Exercise: Type out the full set of entries again, unchanged.

──────────────────────────────

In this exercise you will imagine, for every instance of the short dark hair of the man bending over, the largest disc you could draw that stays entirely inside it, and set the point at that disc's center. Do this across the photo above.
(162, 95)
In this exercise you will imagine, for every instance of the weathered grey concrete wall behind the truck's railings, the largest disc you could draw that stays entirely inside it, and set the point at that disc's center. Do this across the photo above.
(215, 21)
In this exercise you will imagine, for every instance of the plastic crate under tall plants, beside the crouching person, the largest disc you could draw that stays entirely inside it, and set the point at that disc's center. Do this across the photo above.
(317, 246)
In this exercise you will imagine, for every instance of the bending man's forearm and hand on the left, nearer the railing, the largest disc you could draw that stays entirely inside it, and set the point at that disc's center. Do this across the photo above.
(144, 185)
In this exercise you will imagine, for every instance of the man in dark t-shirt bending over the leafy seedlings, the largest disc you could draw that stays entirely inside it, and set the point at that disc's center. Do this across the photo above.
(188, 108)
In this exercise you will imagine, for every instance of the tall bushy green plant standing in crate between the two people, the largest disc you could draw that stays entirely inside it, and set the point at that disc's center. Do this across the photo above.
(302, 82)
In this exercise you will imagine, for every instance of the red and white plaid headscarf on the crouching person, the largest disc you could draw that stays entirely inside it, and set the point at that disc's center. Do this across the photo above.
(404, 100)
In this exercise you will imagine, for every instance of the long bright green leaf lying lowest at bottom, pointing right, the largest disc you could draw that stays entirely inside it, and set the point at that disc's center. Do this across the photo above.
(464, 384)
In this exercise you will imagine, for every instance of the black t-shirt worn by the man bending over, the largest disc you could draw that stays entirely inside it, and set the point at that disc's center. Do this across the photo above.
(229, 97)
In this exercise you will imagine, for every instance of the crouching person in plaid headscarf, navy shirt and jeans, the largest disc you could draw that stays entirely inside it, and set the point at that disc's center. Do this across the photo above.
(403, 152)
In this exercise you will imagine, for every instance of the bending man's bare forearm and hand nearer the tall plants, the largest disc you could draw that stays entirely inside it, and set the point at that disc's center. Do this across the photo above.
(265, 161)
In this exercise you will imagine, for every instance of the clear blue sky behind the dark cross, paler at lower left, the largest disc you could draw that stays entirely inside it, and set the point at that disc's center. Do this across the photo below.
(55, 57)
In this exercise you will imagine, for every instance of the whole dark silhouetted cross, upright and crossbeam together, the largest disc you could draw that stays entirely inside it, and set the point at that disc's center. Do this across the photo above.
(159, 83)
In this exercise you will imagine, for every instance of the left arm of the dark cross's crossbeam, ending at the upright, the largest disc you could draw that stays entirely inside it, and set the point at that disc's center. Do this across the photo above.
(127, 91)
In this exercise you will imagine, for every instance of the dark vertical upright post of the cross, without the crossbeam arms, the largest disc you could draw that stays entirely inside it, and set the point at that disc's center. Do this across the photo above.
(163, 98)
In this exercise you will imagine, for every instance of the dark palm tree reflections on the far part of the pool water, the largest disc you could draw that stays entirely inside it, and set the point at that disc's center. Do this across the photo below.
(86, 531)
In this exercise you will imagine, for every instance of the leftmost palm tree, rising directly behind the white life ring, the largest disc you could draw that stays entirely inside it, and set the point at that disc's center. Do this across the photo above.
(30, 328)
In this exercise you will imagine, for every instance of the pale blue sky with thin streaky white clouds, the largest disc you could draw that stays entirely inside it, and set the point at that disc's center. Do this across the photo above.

──────────────────────────────

Answer section:
In this exercise you will imagine, for every instance of the short dark hair of the man bending over, the largest disc you could draw that stays entirely inside it, and set the point at that disc's center. Do this across the photo above.
(162, 95)
In this exercise you will imagine, for every instance of the weathered grey concrete wall behind the truck's railings, the largest disc you could draw that stays entirely inside it, and set the point at that disc's center. Do this across the photo above.
(215, 21)
In this exercise you will imagine, for every instance of the plastic crate under tall plants, beside the crouching person, the largest disc you could draw that stays entirely inside it, and set the point at that disc's center. Do this across the photo above.
(317, 246)
In this exercise you will imagine, for every instance of the bending man's forearm and hand on the left, nearer the railing, the largest disc you could draw that stays entirely inside it, and set the point at that disc's center. Do this across the photo above.
(144, 185)
In this exercise you will imagine, for every instance of the man in dark t-shirt bending over the leafy seedlings, the largest disc you could draw that stays entirely inside it, and set the point at that disc's center. Do this across the photo above.
(188, 108)
In this exercise you will imagine, for every instance of the tall bushy green plant standing in crate between the two people, the largest disc you could draw that stays entirely inside it, and set the point at that disc's center. Do this across the photo above.
(302, 82)
In this exercise you will imagine, for every instance of the red and white plaid headscarf on the crouching person, the largest disc you could draw that stays entirely inside it, and set the point at that disc's center. Do this across the photo above.
(404, 100)
In this exercise you will imagine, for every instance of the long bright green leaf lying lowest at bottom, pointing right, the largest disc you could draw that stays entirely inside it, and set the point at that disc's center. Do this across the photo above.
(464, 384)
In this exercise you will imagine, for every instance of the black t-shirt worn by the man bending over, the largest disc you could draw that stays entirely inside it, and set the point at that disc's center. Do this across the photo above.
(229, 97)
In this exercise you will imagine, for every instance of the crouching person in plaid headscarf, navy shirt and jeans, the largest disc you could draw that stays entirely inside it, and set the point at that disc's center. Do this across the photo above.
(403, 152)
In this exercise you will imagine, for every instance of the bending man's bare forearm and hand nearer the tall plants, the largest disc you could draw that stays entirely inside it, and set the point at that disc's center. Do this across the photo above.
(265, 161)
In this exercise you will imagine, for every instance of the clear blue sky behind the dark cross, paler at lower left, the largest disc you could draw that stays entirely inside it, and set the point at that disc's center. Do this across the photo below.
(55, 57)
In this exercise you will imagine, for every instance of the whole dark silhouetted cross, upright and crossbeam together, the largest disc you could draw that stays entirely inside it, and set the point at that disc's center. Do this across the photo above.
(159, 83)
In this exercise you will imagine, for every instance of the left arm of the dark cross's crossbeam, ending at the upright, the largest disc you could draw that stays entirely inside it, and set the point at that disc's center. Do this across the photo above.
(127, 91)
In this exercise you will imagine, for every instance of the dark vertical upright post of the cross, without the crossbeam arms, the largest disc you could draw that stays entirely inside it, and set the point at that disc's center. Do this across the photo above.
(163, 98)
In this exercise you will imagine, for every instance of the dark palm tree reflections on the far part of the pool water, the largest disc you could draw that stays entirely inside it, and set the point at that disc's center. Do this across the photo below.
(86, 531)
In this exercise you will imagine, for every instance of the leftmost palm tree, rising directly behind the white life ring, the largest disc you could draw that stays entirely inside it, and set the point at that disc's center. Do this across the photo above.
(30, 328)
In this exercise you will imagine, for every instance of the pale blue sky with thin streaky white clouds, the largest disc you could draw that stays entirely inside it, and set the point at that disc's center. Do this across the photo above.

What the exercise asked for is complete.